Go through the data below and gather each line containing "dark".

> [RECORD EXCERPTS]
------------------------
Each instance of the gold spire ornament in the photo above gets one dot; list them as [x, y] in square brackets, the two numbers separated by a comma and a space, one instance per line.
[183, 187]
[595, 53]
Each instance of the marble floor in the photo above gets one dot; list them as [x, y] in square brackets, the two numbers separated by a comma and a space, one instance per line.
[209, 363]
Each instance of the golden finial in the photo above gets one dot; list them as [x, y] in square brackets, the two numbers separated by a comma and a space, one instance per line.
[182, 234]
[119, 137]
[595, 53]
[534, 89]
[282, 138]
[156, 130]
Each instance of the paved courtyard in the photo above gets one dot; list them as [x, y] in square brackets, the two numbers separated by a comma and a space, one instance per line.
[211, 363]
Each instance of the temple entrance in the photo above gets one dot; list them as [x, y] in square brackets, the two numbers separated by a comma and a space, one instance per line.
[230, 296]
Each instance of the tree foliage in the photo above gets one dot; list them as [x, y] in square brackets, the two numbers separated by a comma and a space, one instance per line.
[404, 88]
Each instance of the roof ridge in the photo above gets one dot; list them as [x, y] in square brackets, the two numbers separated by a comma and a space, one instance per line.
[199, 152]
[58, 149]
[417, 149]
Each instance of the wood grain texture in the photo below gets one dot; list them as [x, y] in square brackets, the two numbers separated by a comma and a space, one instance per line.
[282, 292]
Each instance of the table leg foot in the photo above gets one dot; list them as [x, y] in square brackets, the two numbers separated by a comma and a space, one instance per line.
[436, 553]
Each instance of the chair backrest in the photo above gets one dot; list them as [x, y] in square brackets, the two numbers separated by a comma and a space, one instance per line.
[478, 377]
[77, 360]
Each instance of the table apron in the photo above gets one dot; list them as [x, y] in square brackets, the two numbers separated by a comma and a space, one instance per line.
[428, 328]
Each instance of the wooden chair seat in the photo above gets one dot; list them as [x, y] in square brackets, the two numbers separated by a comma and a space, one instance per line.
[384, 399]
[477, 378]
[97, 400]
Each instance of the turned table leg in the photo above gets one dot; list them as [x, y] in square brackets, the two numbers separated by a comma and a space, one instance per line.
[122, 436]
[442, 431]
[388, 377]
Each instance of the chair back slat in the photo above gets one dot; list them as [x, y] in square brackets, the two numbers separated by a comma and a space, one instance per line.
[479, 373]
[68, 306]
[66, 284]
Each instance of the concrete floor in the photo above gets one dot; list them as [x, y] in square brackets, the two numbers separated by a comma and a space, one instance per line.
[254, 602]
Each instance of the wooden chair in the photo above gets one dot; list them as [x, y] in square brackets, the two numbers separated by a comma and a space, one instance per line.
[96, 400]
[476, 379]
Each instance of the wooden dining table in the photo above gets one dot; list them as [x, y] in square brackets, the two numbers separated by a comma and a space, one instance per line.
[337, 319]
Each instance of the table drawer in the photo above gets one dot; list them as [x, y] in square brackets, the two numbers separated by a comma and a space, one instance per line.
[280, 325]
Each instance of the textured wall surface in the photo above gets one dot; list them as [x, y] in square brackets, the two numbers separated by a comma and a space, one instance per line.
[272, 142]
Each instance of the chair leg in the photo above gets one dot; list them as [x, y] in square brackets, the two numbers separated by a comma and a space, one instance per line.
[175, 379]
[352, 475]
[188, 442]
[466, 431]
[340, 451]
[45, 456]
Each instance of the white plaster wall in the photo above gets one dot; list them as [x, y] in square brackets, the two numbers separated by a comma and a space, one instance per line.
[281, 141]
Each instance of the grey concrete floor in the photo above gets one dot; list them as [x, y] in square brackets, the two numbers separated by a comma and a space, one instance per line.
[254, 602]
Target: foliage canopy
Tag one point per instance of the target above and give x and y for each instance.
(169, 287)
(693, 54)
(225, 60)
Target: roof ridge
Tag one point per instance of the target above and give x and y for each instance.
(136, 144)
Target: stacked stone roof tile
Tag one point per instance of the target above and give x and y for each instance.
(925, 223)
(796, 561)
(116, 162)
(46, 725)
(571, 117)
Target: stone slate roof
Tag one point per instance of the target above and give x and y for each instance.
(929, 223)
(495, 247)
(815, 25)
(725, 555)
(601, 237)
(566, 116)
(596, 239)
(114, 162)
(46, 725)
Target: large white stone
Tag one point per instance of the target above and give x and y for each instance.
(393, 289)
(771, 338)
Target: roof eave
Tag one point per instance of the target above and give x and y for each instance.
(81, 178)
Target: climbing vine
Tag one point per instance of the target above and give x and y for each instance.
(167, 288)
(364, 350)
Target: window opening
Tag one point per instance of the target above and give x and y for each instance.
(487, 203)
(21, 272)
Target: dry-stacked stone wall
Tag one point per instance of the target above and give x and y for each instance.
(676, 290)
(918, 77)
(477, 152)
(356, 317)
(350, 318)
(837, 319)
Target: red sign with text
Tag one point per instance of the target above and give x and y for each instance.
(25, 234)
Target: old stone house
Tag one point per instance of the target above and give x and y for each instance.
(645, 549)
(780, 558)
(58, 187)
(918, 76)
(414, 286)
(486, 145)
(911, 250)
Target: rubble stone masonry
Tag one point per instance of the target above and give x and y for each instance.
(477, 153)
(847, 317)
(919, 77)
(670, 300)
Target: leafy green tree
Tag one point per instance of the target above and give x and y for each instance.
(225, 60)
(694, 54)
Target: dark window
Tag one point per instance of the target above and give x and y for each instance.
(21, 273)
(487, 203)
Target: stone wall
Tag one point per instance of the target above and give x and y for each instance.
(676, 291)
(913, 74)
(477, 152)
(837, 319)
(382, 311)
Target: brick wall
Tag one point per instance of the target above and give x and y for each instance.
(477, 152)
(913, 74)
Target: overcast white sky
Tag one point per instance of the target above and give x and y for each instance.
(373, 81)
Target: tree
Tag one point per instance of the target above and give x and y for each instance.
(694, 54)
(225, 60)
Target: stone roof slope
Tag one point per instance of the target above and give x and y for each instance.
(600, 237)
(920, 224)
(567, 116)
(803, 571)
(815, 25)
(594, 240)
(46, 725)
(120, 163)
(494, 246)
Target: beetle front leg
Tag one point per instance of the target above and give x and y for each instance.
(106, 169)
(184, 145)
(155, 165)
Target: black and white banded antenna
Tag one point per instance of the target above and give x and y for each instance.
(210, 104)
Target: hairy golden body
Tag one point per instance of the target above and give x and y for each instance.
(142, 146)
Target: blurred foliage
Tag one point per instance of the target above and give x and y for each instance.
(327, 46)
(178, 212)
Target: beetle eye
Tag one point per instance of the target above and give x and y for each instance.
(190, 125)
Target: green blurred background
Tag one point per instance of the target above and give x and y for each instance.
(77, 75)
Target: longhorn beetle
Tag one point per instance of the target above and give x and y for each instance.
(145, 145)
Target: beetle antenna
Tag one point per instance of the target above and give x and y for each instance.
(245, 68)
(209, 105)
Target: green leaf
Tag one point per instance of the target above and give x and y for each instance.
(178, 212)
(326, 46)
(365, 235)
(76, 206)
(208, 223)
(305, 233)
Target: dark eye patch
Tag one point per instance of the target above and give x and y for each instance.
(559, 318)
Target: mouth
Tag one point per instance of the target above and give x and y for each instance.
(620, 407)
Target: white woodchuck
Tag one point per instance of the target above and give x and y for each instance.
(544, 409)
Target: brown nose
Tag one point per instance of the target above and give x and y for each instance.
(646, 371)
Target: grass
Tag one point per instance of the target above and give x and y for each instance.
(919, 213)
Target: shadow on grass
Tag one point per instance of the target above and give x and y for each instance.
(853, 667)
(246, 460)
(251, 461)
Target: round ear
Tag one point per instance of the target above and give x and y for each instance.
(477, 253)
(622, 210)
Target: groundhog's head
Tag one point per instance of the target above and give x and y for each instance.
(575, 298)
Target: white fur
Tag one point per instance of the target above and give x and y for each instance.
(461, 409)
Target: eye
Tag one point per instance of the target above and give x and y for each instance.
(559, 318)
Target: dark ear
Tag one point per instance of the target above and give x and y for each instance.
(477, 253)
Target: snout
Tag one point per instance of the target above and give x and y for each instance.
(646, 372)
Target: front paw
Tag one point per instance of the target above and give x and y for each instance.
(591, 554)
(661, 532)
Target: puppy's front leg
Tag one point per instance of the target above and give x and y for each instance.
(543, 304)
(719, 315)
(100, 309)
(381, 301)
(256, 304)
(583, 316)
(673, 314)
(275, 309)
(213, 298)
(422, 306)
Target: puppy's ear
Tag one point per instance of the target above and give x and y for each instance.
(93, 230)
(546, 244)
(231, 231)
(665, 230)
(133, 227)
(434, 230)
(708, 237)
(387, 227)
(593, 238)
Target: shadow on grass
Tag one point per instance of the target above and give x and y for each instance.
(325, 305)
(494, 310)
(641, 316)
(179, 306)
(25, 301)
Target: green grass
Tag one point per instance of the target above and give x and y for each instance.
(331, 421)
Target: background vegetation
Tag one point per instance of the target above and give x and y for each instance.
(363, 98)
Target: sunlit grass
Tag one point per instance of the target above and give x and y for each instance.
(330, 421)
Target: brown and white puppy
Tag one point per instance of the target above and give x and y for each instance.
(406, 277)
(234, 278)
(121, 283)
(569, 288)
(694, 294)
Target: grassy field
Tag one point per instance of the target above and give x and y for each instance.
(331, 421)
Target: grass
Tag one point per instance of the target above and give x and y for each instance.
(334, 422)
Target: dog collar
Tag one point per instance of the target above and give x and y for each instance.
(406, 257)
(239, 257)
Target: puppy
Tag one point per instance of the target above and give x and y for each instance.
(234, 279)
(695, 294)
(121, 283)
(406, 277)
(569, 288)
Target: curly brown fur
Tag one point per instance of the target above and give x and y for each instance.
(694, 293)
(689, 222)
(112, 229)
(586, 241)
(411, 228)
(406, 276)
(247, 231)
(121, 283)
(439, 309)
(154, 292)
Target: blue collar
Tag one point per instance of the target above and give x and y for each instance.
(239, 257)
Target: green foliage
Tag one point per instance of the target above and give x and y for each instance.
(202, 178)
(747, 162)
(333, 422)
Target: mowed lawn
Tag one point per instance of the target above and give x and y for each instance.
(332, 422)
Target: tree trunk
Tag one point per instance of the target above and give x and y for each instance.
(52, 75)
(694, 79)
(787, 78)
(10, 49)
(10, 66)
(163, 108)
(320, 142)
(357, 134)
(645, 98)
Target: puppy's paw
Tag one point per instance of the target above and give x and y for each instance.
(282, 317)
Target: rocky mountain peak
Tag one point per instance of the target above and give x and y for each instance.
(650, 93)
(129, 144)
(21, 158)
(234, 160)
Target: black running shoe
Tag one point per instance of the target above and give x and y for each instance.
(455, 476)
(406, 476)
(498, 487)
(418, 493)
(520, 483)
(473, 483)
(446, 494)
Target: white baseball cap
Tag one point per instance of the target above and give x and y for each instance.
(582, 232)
------------------------
> [EXERCISE OUTPUT]
Target: dark window
Target: dark eye patch
Target: dark ear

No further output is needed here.